#### Work to complete:
Output the text of the STM32F405RGT6 description between "The STM32F405RGT6 operates" and "for OS-level security.", inclusive, copied exactly.

Reading passage Block Start

The STM32F405RGT6 operates as a high-performance embedded microcontroller with the following subsystem architecture:
1. Cortex-M4 Core with FPU: The 32-bit ARM Cortex-M4 CPU executes at up to 168 MHz with single-precision floating-point unit (FPU) and DSP instruction set. The ART Accelerator caches Flash instructions and branch targets to achieve 0-wait-state execution, delivering 210 DMIPS. An MPU (Memory Protection Unit) provides memory access control for OS-level security.
2. Memory Subsystem: 1 MB Flash with ART Accelerator prefetch, 192 KB SRAM (128 KB main + 64 KB CCM RAM directly coupled to core for deterministic access), 4 KB backup SRAM (VBAT-domain), and 512 bytes OTP. An FSMC (Flexible Static Memory Controller) supports external CF, SRAM, PSRAM, NOR, and NAND memories.
3. Clock and Power Management: Multi-clock source system (4-26 MHz HSE, 16 MHz HSI RC, 32 kHz LSE, 32 kHz LSI) with PLL generating system clocks. Power modes include Run, Sleep, Stop, and Standby. A PVD (Programmable Voltage Detector) monitors supply voltage. VBAT pin powers RTC and backup domain when main supply is absent.

Reading passage Block End
Records Block Start

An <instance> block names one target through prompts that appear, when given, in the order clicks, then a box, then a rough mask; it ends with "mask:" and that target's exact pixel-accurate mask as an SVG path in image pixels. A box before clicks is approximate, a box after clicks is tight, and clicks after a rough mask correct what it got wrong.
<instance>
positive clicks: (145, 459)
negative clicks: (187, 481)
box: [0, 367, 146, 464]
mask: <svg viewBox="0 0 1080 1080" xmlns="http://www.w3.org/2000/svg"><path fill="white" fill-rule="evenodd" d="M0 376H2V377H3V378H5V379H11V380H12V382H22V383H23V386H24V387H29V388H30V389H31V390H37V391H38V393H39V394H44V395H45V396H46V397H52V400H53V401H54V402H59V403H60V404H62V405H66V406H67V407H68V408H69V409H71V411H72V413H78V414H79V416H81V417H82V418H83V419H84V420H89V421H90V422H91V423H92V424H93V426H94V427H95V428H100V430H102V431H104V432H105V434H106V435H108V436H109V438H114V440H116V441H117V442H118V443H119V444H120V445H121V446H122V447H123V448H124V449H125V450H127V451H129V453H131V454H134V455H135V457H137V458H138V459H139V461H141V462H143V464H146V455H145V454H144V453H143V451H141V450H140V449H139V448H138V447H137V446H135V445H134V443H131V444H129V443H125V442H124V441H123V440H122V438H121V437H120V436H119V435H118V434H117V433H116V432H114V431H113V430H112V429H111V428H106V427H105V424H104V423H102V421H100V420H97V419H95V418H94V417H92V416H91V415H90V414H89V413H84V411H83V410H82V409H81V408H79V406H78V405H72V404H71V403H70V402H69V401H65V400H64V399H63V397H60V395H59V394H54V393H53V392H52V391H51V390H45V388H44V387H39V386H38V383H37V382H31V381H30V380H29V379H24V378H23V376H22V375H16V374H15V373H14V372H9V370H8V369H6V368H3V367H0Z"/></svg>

Records Block End

#### Result for this exercise:
The STM32F405RGT6 operates as a high-performance embedded microcontroller with the following subsystem architecture:
1. Cortex-M4 Core with FPU: The 32-bit ARM Cortex-M4 CPU executes at up to 168 MHz with single-precision floating-point unit (FPU) and DSP instruction set. The ART Accelerator caches Flash instructions and branch targets to achieve 0-wait-state execution, delivering 210 DMIPS. An MPU (Memory Protection Unit) provides memory access control for OS-level security.